● Problem 1
In the monitor troubleshooting steps, which key do you press to save the change made in the BIOS setup?
● Problem 2
Continue the monitor troubleshooting steps, picking up after the final step shown.

● Supplied passage
1. Test the monitors on another computer. Make sure both monitors are in working condition.
2. Plug one of the monitors back in to your main computer. Use the monitor connection port on the back of your computer that corresponds to your two-headed video adapter. Don’t plug the monitor in to the blue onboard video plug that is built in to your motherboard. This onboard port is usually located near your mouse and keyboard ports.
3. Turn on your computer.
4. Note the status light on this monitor when you boot up the computer. If the status light doesn’t come on at all, the dual video card is sending no signal to the monitor. If the status light comes on green or blue, but then turns yellow or amber, the video card has a problem.
5. Switch the monitor to the onboard monitor port and reboot the machine again. If the monitor status light does not come on at all, or if the “green then amber” signal is observed, you have an issue that requires further testing.
6. Leave the monitor plugged in to the onboard port. Reboot the computer and enter the BIOS setup by pressing 'F1,' 'F2' or 'Delete.' Navigate to the video properties section. If you find a command line that appears to switch your computer between the onboard video adapter and your dual video adapter card, turn off or disable the dual video card or enable the onboard card. Press 'F10' to save this change and reboot. Make sure the monitor is now plugged in to the onboard video port.
7. Observe the results. If the status light does not come on, or if it switches from green to amber again, your motherboard has probably been damaged. Seek professional help.

● Data for analysis
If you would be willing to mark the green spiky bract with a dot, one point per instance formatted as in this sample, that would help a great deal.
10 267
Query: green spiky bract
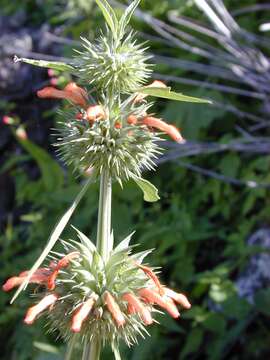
119 65
89 276
124 152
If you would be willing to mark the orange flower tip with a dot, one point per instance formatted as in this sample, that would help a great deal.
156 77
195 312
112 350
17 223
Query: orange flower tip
132 120
76 94
53 81
95 112
79 116
181 299
117 125
21 133
7 120
150 273
35 310
51 72
11 283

● Answer area 1
F10

● Answer area 2
8. Continue troubleshooting if the monitor works on the onboard video adapter port now. Use this connection so that you can “see” to fix the dual video adapter.
9. Go to “Start,” “Control Panel,” “System,” and “Device Manager.” Look under the “Display” listing for your dual video adapter. If the adapter listing has a yellow caution sign or a red X through it, the driver has been disabled or is bad. If you turned this dual adapter off during the BIOS tweaking in a previous step, reenable it now using this Device Manager panel. If your monitor goes blank, switch the connection from the onboard video port to the dual video port. You should see an image now.
10. Download and restore any drivers for this device and reboot your computer if nothing changed after you enabled the dual video port. Switch the monitor back to the dual video adapter as you reboot. If no image comes up on the monitor, switch the connection back to the onboard port so you can “see” again.
11. Go to “Start,” “Control Panel,” “Display” and “Settings.” You should see the dual video adapter listed. Enable this device in this screen and switch the monitor cable back to the duel video port. If no image appears, switch the cable back to the onboard port. Reboot.
12. Switch the cable back to the dual video adapter port if you get no monitor image this time. The dual video adapter port should theoretically work now if the onboard port is no longer functioning.
13. Re-run all these steps using the other video monitor just in case the first monitor is configured incorrectly.
14. Check the monitor refresh rate next, using a monitor that works in one of the two video ports. Refresh rate settings are found under “Display,” “Settings,” “Advanced” and “Monitor.” If the refresh rate is set at “60 mhz,” for example, and the nonoperating monitor is configured at a rate higher than 60 mhz, this could be the solution to the problem.
15. Configure the troubled monitor using the monitor’s own configuration onboard panel. A menu button on the monitor near the power switch will usually bring up this panel: the monitor does not have to be plugged into the computer to use this tool. Configure the monitor to run at the proper refresh rate. Plug both monitors into the dual video adapter and observe the results.
16. Consider replacing the dual monitor video card if your troubleshooting has produced no positive result regardless of which monitor you use for these diagnostic tests.